### Excerpt
------------------------------------

You can do an Internet search of “cage-free” and “free-range” eggs or chickens and see that there really aren’t a whole lot of legal requirements to claim those titles. 

"Free Range" Chickens at a Factory Farm

“Free range” at the Flying T means that as soon as our chicks and ducklings are safely able to live in the outdoors, we let them roam the farm. 

Rhode Island Red Free-Ranging at the Flying T

  Most of the chickens return to the coop at night to roost, and the ducks to the barn (some chickens may choose to hang out with the ducks in the barn, especially Henny Penny, aka “Chuck the Chicken Duck”), but otherwise they are out foraging for insects, bugs, spiders, worms, seeds, and plants during the majority of the day.  We don’t use pens or cages except in special circumstances (in order to quarantine new or young birds for a short time to ensure biosecurity, or to separate an injured bird to keep it from getting pecked, for instance). 

Chickens hanging out on a woodpile at the Flying T

 

Mocha foraging with her flock at the Flying T

 This does pose some risks (like predators) and costs.  We can only select breeds that are suitable for free-ranging.  Many “production” strains have many of their natural free-ranging, brooding, self-preservation, and other habits bred out of them so that they spend as much energy as possible either into growing meat on their bones or eggs to lay.  We believe the benefits, however, are worth it.

------------------------------------

### Requirements
[1] Repeat the stretch of the free-range chickens excerpt from "This does pose" through "are worth it." word for word.
[2] Express the stretch of the entries from the line containing "q: black bull bar" through the line containing "top-left (116, 255), bottom-right (265, 277)", both included, as a JSON list of strings with one string per line and blank lines left out.
The excerpt and the entries come from unrelated sources.

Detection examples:
------------------------------------

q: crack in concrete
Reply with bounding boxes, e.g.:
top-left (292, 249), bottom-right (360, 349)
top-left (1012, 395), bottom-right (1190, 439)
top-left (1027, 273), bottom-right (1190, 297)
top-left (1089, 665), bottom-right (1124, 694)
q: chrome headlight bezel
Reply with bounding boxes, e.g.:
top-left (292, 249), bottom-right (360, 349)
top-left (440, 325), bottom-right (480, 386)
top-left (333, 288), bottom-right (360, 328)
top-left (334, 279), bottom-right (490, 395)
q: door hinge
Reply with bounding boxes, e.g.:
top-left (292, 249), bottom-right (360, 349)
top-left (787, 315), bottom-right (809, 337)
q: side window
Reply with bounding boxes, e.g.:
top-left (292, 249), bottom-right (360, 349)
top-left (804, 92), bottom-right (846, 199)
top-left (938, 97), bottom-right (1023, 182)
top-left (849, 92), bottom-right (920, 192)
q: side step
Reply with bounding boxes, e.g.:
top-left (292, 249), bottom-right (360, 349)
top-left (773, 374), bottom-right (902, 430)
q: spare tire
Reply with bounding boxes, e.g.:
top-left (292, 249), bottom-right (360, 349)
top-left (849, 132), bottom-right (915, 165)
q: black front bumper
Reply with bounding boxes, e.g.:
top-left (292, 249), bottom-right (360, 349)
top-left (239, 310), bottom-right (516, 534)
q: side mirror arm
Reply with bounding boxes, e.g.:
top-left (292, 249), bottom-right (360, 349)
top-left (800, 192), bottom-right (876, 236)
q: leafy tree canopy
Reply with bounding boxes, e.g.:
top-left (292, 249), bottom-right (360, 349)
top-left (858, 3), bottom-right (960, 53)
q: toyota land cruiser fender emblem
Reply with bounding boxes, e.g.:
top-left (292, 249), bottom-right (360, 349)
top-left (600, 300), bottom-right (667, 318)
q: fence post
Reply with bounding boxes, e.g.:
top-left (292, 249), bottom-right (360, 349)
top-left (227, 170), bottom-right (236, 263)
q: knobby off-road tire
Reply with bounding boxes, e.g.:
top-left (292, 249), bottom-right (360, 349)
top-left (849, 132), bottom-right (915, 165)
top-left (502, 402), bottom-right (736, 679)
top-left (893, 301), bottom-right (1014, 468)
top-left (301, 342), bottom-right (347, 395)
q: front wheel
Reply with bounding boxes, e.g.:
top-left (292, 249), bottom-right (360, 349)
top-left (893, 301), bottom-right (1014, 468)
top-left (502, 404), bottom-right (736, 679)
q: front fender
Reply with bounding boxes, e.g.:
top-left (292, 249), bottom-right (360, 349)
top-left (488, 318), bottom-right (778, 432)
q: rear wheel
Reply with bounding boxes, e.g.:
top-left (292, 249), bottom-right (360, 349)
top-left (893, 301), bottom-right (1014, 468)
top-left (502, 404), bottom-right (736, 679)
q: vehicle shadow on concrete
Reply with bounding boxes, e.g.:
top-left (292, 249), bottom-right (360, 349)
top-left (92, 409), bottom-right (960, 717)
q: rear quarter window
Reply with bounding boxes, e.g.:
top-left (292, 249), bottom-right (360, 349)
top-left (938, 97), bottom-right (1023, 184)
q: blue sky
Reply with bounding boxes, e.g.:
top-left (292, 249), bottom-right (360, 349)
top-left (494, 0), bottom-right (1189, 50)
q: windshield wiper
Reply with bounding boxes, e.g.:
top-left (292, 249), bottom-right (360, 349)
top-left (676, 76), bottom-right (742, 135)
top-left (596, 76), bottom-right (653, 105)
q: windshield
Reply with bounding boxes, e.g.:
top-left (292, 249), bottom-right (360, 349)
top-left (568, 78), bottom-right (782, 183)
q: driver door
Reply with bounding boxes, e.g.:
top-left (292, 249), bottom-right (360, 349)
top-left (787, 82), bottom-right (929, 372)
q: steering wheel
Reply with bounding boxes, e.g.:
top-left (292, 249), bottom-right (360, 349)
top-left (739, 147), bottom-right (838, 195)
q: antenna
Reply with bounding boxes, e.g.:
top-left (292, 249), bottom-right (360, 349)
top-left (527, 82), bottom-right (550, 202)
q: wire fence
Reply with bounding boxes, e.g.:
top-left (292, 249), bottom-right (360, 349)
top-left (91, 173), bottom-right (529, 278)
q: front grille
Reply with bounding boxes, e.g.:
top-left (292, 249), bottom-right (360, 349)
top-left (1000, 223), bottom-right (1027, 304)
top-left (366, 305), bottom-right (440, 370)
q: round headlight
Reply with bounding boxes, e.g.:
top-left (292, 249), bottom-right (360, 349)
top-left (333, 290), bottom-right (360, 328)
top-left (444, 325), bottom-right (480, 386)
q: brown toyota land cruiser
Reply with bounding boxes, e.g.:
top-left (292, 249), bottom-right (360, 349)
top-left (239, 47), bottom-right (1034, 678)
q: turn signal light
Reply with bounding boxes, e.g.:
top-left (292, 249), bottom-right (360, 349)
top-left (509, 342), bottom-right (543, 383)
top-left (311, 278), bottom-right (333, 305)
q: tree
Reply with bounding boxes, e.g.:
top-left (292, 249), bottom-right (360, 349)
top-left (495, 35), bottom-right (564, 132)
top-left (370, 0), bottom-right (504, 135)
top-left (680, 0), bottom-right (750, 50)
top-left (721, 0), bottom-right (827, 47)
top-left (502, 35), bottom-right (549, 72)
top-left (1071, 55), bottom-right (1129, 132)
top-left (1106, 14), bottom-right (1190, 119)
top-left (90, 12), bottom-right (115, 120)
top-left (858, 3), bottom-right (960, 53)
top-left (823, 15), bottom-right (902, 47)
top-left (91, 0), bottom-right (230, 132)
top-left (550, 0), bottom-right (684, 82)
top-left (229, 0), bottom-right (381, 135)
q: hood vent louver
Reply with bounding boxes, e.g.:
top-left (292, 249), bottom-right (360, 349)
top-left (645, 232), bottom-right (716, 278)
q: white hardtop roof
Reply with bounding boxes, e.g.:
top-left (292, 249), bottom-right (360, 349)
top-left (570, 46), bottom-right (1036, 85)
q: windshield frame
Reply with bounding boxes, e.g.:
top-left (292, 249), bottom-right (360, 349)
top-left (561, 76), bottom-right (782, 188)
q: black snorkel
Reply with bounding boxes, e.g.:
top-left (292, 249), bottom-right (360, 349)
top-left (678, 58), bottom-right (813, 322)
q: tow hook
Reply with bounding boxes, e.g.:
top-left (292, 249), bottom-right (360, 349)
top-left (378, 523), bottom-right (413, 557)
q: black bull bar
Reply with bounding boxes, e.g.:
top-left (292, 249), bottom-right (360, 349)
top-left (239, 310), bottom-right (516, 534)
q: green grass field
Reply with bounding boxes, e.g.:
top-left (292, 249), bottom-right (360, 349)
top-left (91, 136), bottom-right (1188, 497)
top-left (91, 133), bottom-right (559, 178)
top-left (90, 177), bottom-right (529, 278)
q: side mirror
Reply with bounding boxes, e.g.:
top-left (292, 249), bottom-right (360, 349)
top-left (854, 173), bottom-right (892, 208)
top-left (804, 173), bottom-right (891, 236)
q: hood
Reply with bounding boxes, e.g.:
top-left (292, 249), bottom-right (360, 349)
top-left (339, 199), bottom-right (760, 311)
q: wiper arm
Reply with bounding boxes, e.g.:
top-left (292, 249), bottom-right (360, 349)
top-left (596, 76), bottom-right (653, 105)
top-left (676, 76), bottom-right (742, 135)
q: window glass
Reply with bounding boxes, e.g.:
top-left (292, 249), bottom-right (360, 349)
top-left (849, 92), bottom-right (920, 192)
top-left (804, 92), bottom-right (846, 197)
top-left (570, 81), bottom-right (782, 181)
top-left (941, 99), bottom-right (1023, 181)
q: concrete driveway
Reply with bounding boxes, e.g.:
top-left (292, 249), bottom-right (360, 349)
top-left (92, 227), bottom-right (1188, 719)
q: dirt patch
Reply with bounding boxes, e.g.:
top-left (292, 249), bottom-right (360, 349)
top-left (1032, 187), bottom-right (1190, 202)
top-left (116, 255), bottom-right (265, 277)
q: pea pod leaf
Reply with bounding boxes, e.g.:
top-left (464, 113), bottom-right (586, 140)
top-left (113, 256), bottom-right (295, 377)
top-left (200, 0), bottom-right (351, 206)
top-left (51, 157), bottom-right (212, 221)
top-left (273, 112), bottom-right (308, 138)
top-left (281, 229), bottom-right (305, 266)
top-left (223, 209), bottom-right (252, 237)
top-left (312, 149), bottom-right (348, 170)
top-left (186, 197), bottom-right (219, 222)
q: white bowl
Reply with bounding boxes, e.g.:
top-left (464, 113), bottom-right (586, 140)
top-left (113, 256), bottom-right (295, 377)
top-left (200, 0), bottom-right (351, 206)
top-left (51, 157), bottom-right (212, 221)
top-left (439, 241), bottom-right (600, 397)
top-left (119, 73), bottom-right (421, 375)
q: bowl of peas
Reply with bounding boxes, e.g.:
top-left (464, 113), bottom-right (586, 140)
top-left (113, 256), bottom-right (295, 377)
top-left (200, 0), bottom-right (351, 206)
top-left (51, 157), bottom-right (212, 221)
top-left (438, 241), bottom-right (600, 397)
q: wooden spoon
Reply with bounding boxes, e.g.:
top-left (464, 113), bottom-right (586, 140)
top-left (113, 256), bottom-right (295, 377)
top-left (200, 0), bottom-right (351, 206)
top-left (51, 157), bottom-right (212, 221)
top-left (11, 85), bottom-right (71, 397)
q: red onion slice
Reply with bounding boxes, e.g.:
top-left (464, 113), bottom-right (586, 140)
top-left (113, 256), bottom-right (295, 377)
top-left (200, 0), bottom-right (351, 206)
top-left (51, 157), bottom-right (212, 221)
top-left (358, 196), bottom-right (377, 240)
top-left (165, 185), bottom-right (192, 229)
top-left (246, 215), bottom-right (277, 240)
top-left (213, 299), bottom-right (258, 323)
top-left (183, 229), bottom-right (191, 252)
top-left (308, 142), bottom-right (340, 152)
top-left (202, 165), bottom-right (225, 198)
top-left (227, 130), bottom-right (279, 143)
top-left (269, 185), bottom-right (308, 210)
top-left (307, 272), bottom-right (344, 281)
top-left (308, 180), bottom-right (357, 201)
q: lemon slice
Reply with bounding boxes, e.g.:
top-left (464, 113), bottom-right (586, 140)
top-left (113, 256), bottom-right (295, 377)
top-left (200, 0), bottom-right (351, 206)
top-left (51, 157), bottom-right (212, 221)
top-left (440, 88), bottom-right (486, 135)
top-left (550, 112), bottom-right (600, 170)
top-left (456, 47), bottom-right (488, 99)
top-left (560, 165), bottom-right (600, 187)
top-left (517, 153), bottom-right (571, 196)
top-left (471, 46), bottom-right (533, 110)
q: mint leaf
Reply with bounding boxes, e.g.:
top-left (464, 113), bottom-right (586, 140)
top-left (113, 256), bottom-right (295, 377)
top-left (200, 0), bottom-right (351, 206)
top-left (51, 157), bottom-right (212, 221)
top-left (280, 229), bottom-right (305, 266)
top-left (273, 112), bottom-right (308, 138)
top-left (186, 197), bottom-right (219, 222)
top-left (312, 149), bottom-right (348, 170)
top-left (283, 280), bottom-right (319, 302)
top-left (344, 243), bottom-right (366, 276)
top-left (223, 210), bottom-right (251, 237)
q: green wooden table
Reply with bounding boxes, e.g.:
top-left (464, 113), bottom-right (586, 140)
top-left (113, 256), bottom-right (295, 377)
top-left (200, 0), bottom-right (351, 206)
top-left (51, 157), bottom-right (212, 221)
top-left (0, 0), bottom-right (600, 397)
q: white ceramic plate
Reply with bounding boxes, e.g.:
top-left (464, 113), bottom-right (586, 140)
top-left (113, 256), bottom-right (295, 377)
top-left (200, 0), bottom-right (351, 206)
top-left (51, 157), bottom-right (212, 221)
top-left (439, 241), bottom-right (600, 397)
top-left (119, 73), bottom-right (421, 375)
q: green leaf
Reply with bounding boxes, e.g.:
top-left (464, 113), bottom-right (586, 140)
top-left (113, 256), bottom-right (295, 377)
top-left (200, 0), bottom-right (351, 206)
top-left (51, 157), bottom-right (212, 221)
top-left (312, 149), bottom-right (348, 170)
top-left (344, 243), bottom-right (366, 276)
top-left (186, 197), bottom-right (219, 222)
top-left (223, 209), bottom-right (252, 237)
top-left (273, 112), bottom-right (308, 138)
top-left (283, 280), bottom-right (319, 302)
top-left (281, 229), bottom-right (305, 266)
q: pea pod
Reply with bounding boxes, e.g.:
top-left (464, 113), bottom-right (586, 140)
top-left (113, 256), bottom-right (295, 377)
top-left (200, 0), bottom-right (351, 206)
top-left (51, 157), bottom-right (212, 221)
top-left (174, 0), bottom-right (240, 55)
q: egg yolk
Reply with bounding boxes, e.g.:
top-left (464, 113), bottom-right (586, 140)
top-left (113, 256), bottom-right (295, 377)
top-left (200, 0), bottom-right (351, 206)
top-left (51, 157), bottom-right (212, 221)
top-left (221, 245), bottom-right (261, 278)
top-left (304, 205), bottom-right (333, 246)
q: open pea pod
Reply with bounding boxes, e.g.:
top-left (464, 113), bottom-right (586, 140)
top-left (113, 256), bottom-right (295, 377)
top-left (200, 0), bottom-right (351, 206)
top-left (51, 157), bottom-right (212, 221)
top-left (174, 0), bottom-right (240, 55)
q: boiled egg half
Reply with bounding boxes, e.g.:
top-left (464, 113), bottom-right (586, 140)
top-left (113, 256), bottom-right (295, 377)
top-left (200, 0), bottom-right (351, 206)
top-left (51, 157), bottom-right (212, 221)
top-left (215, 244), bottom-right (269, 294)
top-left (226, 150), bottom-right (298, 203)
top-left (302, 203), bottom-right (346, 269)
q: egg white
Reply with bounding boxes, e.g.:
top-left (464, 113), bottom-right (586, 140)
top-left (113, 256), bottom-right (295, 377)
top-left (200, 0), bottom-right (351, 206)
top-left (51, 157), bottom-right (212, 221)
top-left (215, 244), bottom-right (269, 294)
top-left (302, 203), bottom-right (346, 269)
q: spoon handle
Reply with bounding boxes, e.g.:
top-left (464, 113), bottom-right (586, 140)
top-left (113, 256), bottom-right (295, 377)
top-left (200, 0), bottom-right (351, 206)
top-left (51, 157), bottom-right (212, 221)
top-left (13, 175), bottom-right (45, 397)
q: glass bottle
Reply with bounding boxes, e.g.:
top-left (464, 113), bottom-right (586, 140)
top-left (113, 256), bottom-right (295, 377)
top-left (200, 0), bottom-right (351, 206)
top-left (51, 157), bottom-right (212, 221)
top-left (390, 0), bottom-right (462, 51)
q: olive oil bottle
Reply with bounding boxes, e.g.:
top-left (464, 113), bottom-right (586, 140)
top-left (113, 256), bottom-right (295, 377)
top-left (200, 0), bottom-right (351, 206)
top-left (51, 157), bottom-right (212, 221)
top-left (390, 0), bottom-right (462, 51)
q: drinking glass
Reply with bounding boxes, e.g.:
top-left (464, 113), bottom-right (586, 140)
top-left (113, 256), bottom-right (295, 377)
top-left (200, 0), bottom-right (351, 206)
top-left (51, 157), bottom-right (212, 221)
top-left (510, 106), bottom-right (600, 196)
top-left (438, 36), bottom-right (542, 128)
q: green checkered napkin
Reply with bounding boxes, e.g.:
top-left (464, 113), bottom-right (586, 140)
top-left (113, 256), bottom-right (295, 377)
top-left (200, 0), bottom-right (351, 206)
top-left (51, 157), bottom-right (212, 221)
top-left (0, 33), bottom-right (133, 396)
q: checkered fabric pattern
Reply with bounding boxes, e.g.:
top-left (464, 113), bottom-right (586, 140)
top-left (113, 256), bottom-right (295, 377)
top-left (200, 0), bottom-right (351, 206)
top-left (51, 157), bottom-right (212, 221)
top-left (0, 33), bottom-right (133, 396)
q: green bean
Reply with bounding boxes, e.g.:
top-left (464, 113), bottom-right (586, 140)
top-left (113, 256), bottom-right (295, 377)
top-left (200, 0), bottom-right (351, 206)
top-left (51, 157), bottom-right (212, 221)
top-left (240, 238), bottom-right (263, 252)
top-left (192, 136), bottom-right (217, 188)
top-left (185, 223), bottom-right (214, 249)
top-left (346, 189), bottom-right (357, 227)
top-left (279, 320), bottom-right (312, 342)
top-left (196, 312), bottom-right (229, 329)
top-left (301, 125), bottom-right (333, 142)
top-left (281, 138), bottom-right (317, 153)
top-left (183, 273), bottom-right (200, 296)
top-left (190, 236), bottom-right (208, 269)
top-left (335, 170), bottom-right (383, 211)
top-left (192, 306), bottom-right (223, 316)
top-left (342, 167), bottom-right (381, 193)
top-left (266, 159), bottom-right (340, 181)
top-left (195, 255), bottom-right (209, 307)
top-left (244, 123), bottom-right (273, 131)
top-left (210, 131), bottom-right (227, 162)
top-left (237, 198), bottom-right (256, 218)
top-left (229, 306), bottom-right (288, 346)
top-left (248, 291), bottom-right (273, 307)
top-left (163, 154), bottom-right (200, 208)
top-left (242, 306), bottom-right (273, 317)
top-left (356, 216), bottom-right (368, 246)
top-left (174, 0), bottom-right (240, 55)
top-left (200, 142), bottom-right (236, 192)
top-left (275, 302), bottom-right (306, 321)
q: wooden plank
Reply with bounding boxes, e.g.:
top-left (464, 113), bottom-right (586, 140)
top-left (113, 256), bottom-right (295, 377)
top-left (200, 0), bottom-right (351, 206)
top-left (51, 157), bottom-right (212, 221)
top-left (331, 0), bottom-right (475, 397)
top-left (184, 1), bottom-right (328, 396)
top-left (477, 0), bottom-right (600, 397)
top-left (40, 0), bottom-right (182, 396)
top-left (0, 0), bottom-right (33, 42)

------------------------------------

### Solutions
[1]
This does pose some risks (like predators) and costs.  We can only select breeds that are suitable for free-ranging.  Many “production” strains have many of their natural free-ranging, brooding, self-preservation, and other habits bred out of them so that they spend as much energy as possible either into growing meat on their bones or eggs to lay.  We believe the benefits, however, are worth it.

[2]
[
  "q: black bull bar",
  "Reply with bounding boxes, e.g.:",
  "top-left (292, 249), bottom-right (360, 349)",
  "top-left (239, 310), bottom-right (516, 534)",
  "q: green grass field",
  "Reply with bounding boxes, e.g.:",
  "top-left (292, 249), bottom-right (360, 349)",
  "top-left (91, 136), bottom-right (1188, 497)",
  "top-left (91, 133), bottom-right (559, 178)",
  "top-left (90, 177), bottom-right (529, 278)",
  "q: side mirror",
  "Reply with bounding boxes, e.g.:",
  "top-left (292, 249), bottom-right (360, 349)",
  "top-left (854, 173), bottom-right (892, 208)",
  "top-left (804, 173), bottom-right (891, 236)",
  "q: hood",
  "Reply with bounding boxes, e.g.:",
  "top-left (292, 249), bottom-right (360, 349)",
  "top-left (339, 199), bottom-right (760, 311)",
  "q: wiper arm",
  "Reply with bounding boxes, e.g.:",
  "top-left (292, 249), bottom-right (360, 349)",
  "top-left (596, 76), bottom-right (653, 105)",
  "top-left (676, 76), bottom-right (742, 135)",
  "q: window glass",
  "Reply with bounding boxes, e.g.:",
  "top-left (292, 249), bottom-right (360, 349)",
  "top-left (849, 92), bottom-right (920, 192)",
  "top-left (804, 92), bottom-right (846, 197)",
  "top-left (570, 81), bottom-right (782, 181)",
  "top-left (941, 99), bottom-right (1023, 181)",
  "q: concrete driveway",
  "Reply with bounding boxes, e.g.:",
  "top-left (292, 249), bottom-right (360, 349)",
  "top-left (92, 227), bottom-right (1188, 719)",
  "q: dirt patch",
  "Reply with bounding boxes, e.g.:",
  "top-left (292, 249), bottom-right (360, 349)",
  "top-left (1032, 187), bottom-right (1190, 202)",
  "top-left (116, 255), bottom-right (265, 277)"
]